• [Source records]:
_ _ _ _

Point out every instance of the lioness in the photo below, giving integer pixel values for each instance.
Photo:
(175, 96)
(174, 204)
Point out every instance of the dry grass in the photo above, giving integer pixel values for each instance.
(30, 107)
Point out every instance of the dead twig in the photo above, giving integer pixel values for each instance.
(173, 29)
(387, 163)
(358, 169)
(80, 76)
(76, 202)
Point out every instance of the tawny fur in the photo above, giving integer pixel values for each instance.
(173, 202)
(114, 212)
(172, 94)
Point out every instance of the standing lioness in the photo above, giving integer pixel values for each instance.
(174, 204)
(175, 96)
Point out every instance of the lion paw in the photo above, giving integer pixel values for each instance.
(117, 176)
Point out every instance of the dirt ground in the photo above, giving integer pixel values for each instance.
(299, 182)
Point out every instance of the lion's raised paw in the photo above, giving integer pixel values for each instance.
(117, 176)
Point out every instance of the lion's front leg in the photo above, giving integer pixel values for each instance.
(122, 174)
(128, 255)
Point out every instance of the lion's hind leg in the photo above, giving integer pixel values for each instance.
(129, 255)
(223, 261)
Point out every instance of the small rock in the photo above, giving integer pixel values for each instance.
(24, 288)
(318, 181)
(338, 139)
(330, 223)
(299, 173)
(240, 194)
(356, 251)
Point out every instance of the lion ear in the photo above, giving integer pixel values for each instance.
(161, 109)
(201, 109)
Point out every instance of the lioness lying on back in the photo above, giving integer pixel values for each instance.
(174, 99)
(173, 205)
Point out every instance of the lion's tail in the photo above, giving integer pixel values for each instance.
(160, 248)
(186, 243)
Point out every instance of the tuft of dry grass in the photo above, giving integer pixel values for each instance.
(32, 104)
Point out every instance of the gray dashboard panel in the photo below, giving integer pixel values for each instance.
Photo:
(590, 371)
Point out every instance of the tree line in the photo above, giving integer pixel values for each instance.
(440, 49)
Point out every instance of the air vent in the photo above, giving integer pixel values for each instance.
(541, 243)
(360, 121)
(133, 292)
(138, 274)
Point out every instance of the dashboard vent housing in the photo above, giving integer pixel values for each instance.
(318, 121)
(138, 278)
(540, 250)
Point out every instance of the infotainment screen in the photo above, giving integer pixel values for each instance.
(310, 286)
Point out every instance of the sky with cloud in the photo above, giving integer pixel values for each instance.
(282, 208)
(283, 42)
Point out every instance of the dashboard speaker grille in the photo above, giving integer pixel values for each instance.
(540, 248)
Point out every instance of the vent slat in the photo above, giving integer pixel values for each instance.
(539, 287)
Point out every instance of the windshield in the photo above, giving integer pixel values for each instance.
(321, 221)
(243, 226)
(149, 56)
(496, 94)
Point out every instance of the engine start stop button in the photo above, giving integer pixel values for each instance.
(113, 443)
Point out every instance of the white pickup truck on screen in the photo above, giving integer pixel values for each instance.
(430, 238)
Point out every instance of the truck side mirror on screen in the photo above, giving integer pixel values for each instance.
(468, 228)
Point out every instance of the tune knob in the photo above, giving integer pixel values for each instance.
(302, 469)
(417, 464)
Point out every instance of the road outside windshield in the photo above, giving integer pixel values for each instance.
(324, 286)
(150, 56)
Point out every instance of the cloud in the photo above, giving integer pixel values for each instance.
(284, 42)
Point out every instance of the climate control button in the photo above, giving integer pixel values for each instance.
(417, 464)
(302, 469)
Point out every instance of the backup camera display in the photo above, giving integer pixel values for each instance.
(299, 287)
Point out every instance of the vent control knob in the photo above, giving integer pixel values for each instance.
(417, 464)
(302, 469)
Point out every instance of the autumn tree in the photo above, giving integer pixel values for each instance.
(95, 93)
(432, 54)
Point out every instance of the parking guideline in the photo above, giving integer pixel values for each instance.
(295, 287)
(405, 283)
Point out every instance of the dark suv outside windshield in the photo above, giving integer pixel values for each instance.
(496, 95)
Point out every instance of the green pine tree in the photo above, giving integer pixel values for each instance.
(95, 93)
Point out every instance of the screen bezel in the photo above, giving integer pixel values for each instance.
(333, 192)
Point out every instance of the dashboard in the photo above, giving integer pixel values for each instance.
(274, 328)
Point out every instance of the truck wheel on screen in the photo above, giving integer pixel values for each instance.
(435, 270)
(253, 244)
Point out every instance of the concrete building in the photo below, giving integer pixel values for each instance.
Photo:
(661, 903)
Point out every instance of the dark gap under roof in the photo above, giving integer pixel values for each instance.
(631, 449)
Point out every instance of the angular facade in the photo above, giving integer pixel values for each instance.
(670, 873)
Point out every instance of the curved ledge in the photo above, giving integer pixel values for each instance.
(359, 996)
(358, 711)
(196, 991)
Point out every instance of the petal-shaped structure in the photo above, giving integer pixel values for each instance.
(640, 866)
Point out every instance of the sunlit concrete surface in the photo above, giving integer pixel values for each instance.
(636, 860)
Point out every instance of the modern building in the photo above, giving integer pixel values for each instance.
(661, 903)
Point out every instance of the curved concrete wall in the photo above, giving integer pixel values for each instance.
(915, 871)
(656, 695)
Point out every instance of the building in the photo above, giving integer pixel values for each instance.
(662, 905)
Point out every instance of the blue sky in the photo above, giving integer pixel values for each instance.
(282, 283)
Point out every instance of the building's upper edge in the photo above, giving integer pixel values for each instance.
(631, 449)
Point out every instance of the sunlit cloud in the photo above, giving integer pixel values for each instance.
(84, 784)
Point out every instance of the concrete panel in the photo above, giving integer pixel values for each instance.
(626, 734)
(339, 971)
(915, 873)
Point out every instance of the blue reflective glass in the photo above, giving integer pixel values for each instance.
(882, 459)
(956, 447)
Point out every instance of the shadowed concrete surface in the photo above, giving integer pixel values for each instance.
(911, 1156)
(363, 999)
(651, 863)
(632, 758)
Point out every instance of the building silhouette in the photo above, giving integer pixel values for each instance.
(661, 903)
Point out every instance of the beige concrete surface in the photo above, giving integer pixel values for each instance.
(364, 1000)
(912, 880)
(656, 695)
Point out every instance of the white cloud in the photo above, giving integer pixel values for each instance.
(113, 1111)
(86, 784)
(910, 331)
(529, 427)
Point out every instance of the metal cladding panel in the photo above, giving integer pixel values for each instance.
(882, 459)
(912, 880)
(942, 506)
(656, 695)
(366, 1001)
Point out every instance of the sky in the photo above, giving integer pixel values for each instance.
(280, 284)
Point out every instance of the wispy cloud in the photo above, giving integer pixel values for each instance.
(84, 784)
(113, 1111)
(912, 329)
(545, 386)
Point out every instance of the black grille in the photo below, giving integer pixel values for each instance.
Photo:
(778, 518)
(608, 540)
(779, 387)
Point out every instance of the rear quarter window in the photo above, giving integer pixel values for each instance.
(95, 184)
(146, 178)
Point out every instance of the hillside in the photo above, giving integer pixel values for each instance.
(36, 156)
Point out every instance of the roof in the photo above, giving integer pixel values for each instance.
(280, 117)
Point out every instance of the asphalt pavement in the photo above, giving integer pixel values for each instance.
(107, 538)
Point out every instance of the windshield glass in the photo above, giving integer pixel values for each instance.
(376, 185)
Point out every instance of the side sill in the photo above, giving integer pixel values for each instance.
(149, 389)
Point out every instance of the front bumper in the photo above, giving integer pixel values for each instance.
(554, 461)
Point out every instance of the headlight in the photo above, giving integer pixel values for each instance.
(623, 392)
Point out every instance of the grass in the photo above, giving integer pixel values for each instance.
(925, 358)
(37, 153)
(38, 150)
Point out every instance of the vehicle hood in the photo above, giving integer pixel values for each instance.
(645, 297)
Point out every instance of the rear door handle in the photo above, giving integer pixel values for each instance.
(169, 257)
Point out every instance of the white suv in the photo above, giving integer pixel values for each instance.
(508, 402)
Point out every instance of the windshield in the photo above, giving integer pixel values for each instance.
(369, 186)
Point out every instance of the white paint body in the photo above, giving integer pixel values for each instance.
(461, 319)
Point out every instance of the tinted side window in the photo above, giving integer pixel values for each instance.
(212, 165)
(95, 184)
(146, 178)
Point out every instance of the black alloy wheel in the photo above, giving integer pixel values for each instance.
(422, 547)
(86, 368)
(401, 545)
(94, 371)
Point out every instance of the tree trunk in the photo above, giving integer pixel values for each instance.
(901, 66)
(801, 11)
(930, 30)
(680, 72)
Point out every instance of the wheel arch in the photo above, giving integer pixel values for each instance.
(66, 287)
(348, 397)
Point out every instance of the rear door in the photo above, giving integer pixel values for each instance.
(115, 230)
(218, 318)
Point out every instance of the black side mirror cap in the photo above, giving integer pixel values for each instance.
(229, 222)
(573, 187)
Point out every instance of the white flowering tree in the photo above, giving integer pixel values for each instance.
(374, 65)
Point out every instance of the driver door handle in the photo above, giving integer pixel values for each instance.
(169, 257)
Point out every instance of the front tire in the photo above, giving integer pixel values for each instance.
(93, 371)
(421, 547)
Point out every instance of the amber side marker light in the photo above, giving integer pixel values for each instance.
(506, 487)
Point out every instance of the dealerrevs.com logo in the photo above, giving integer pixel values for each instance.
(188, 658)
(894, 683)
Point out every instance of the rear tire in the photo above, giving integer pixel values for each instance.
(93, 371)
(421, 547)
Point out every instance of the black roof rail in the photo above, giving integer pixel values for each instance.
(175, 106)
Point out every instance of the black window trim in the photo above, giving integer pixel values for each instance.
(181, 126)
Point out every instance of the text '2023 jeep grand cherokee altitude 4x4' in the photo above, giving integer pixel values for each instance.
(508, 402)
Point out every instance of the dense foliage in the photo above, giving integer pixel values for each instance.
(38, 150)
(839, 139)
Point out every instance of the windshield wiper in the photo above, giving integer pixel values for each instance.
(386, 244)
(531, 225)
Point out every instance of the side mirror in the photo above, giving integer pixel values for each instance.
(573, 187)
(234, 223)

_ _ _ _

• [Exercise prompt]:
Lines holding the word "below" are the answer; copy each one from the records above.

• [Reply to the exercise]:
Point out every instance of the lioness in the photo below, giving integer pixel values for each instance.
Point out every instance of the gray dashboard panel in the photo below, giving integer pixel values for each instance.
Point out every instance of the concrete building in the photo below, giving integer pixel values for each instance.
Point out every instance of the black grille in the photo below, giving integer pixel values for each instance.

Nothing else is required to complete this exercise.